• [Requirement] Can you convert every line of the records below into a single numbered list, skipping any blank lines?

■ ■ ■ ■

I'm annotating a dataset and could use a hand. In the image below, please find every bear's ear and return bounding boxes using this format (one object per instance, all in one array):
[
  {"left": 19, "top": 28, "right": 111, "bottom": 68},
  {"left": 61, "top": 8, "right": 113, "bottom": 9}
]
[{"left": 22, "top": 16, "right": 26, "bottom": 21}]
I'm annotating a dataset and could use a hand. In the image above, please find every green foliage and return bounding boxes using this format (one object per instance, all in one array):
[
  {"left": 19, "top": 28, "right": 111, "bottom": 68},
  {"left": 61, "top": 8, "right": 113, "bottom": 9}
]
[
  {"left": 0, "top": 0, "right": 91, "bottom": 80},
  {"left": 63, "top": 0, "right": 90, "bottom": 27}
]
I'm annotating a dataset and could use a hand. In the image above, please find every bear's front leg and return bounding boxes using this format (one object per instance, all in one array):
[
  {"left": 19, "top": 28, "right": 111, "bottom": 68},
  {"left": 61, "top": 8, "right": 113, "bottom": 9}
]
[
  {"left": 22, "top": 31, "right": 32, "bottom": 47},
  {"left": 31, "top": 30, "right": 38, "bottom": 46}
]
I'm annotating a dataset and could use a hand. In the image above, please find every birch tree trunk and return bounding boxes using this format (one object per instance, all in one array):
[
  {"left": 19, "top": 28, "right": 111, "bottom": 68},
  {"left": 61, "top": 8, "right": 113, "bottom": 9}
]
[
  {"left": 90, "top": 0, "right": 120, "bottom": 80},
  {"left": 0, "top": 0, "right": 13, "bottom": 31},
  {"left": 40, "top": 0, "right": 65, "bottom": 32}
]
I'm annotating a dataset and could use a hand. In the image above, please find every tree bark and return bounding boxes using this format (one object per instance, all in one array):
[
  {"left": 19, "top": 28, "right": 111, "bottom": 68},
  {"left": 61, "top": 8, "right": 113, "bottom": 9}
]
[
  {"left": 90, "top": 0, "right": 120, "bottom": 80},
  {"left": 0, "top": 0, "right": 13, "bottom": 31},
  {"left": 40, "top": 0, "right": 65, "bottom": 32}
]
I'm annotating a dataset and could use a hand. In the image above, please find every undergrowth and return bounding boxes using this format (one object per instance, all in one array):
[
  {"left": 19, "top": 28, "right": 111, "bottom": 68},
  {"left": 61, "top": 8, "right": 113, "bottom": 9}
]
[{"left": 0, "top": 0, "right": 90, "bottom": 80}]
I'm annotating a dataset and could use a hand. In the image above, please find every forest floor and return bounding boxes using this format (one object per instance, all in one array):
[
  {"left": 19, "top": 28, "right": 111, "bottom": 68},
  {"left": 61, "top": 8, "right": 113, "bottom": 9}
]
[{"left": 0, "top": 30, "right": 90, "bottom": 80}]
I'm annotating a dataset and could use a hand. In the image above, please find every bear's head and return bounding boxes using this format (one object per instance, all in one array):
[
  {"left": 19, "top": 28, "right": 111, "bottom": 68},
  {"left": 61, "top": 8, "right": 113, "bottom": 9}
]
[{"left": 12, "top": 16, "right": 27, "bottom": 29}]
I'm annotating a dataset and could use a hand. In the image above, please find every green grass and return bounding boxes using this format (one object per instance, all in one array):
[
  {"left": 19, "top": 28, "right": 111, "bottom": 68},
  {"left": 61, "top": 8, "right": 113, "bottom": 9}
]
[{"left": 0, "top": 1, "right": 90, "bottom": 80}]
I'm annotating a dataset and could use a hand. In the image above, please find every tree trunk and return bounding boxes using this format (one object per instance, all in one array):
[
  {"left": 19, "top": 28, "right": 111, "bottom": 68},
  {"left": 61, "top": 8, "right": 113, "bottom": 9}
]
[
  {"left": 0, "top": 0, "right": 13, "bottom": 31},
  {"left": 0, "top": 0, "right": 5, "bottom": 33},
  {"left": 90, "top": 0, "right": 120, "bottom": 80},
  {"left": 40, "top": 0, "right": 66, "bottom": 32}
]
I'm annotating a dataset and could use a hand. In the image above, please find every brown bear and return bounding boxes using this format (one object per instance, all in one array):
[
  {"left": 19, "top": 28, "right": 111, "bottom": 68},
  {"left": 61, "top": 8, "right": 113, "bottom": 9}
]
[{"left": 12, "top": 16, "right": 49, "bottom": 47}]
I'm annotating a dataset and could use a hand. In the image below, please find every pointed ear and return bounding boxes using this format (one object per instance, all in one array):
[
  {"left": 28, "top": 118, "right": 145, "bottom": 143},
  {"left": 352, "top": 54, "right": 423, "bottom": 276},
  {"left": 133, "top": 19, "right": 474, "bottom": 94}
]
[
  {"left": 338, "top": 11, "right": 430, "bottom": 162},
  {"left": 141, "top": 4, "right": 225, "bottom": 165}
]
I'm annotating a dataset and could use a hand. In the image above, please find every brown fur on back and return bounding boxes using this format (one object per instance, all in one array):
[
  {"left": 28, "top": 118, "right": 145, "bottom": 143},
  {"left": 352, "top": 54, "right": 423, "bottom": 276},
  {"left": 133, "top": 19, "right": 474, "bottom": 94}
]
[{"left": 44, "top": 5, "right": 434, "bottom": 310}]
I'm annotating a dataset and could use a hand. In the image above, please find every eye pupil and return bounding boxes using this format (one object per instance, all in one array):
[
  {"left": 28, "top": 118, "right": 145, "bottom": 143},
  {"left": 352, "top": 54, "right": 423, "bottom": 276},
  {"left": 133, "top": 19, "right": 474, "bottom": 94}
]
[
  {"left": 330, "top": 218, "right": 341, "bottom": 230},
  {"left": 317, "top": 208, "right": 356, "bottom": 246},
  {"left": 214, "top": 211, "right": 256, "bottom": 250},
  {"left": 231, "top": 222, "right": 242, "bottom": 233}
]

■ ■ ■ ■

• [Expected answer]
1. I'm annotating a dataset and could use a hand. In the image below, please find every bear's ear and return bounding boxes using this format (one object per instance, all in one array):
2. [
3.   {"left": 19, "top": 28, "right": 111, "bottom": 68},
4.   {"left": 61, "top": 8, "right": 113, "bottom": 9}
5. ]
6. [{"left": 22, "top": 16, "right": 26, "bottom": 21}]
7. I'm annotating a dataset and could use a hand. In the image above, please find every green foliage and return bounding boxes using this format (one object per instance, all in one array):
8. [
9.   {"left": 19, "top": 28, "right": 111, "bottom": 68},
10.   {"left": 61, "top": 8, "right": 113, "bottom": 9}
11. ]
12. [
13.   {"left": 0, "top": 0, "right": 91, "bottom": 80},
14.   {"left": 63, "top": 0, "right": 90, "bottom": 27}
15. ]
16. I'm annotating a dataset and could use a hand. In the image above, please find every bear's front leg and return bounding boxes using this format (one object per instance, all in one array):
17. [
18.   {"left": 19, "top": 28, "right": 111, "bottom": 68},
19.   {"left": 61, "top": 8, "right": 113, "bottom": 9}
20. ]
21. [
22.   {"left": 22, "top": 31, "right": 32, "bottom": 47},
23.   {"left": 31, "top": 30, "right": 38, "bottom": 46}
24. ]
25. I'm annotating a dataset and could use a hand. In the image above, please find every birch tree trunk and return bounding boxes using this format (one object per instance, all in one array):
26. [
27.   {"left": 19, "top": 28, "right": 111, "bottom": 68},
28.   {"left": 61, "top": 8, "right": 113, "bottom": 9}
29. ]
30. [
31.   {"left": 90, "top": 0, "right": 120, "bottom": 80},
32.   {"left": 0, "top": 0, "right": 13, "bottom": 31},
33.   {"left": 40, "top": 0, "right": 65, "bottom": 32}
34. ]
35. I'm annotating a dataset and could use a hand. In the image above, please find every tree bark and return bounding boxes using this format (one object per instance, all in one array):
36. [
37.   {"left": 19, "top": 28, "right": 111, "bottom": 68},
38.   {"left": 61, "top": 8, "right": 113, "bottom": 9}
39. ]
40. [
41.   {"left": 90, "top": 0, "right": 120, "bottom": 80},
42.   {"left": 0, "top": 0, "right": 13, "bottom": 31},
43.   {"left": 40, "top": 0, "right": 65, "bottom": 32}
44. ]
45. I'm annotating a dataset and could use a hand. In the image above, please find every undergrowth and return bounding boxes using this format (one object per instance, all in one array):
46. [
47.   {"left": 19, "top": 28, "right": 111, "bottom": 68},
48.   {"left": 61, "top": 8, "right": 113, "bottom": 9}
49. ]
50. [{"left": 0, "top": 0, "right": 90, "bottom": 80}]
51. I'm annotating a dataset and could use a hand. In the image above, please find every forest floor and return bounding boxes using this format (one object per instance, all in one array):
52. [
53.   {"left": 19, "top": 28, "right": 111, "bottom": 68},
54.   {"left": 61, "top": 8, "right": 113, "bottom": 9}
55. ]
56. [{"left": 0, "top": 30, "right": 90, "bottom": 80}]
57. I'm annotating a dataset and could use a hand. In the image above, please find every bear's head and return bounding boxes using this format (one object per instance, all in one array):
58. [
59.   {"left": 19, "top": 28, "right": 111, "bottom": 68},
60.   {"left": 61, "top": 8, "right": 113, "bottom": 9}
61. ]
62. [{"left": 12, "top": 16, "right": 27, "bottom": 29}]
63. I'm annotating a dataset and could use a hand. In the image above, please find every green grass and return bounding boxes using this format (one object per instance, all in one array):
64. [
65.   {"left": 19, "top": 28, "right": 111, "bottom": 68},
66.   {"left": 61, "top": 8, "right": 113, "bottom": 9}
67. ]
68. [{"left": 0, "top": 1, "right": 90, "bottom": 80}]
69. I'm annotating a dataset and could use a hand. In the image above, please find every tree trunk and return bounding boxes using this format (one object per instance, all in one array):
70. [
71.   {"left": 19, "top": 28, "right": 111, "bottom": 68},
72.   {"left": 61, "top": 8, "right": 113, "bottom": 9}
73. ]
74. [
75.   {"left": 0, "top": 0, "right": 13, "bottom": 31},
76.   {"left": 0, "top": 0, "right": 5, "bottom": 33},
77.   {"left": 90, "top": 0, "right": 120, "bottom": 80},
78.   {"left": 40, "top": 0, "right": 66, "bottom": 32}
79. ]
80. I'm annotating a dataset and could use a hand. In the image above, please find every brown bear and return bounding boxes using this format (one object per instance, all in one array):
81. [
82.   {"left": 19, "top": 28, "right": 111, "bottom": 68},
83.   {"left": 61, "top": 8, "right": 113, "bottom": 9}
84. ]
85. [{"left": 12, "top": 16, "right": 49, "bottom": 47}]
86. I'm annotating a dataset and could use a hand. In the image below, please find every pointed ear and return bounding boxes using this format (one object per instance, all in one array):
87. [
88.   {"left": 28, "top": 118, "right": 145, "bottom": 143},
89.   {"left": 352, "top": 54, "right": 423, "bottom": 276},
90.   {"left": 133, "top": 19, "right": 474, "bottom": 94}
91. ]
92. [
93.   {"left": 338, "top": 11, "right": 430, "bottom": 162},
94.   {"left": 141, "top": 4, "right": 225, "bottom": 165}
95. ]
96. I'm annotating a dataset and could use a hand. In the image above, please find every brown fur on back and return bounding boxes using this format (one object per instance, all in one array):
97. [
98.   {"left": 28, "top": 118, "right": 145, "bottom": 143},
99.   {"left": 352, "top": 54, "right": 423, "bottom": 276},
100.   {"left": 133, "top": 19, "right": 474, "bottom": 94}
101. ]
102. [{"left": 44, "top": 5, "right": 434, "bottom": 310}]
103. I'm annotating a dataset and could use a hand. In the image above, please find every eye pupil and return bounding boxes using this format (one object per instance, all in one array):
104. [
105.   {"left": 28, "top": 118, "right": 145, "bottom": 143},
106.   {"left": 352, "top": 54, "right": 423, "bottom": 276},
107.   {"left": 133, "top": 19, "right": 474, "bottom": 94}
108. ]
109. [
110.   {"left": 330, "top": 218, "right": 341, "bottom": 230},
111.   {"left": 317, "top": 208, "right": 356, "bottom": 246},
112.   {"left": 214, "top": 211, "right": 256, "bottom": 250},
113.   {"left": 231, "top": 222, "right": 242, "bottom": 233}
114. ]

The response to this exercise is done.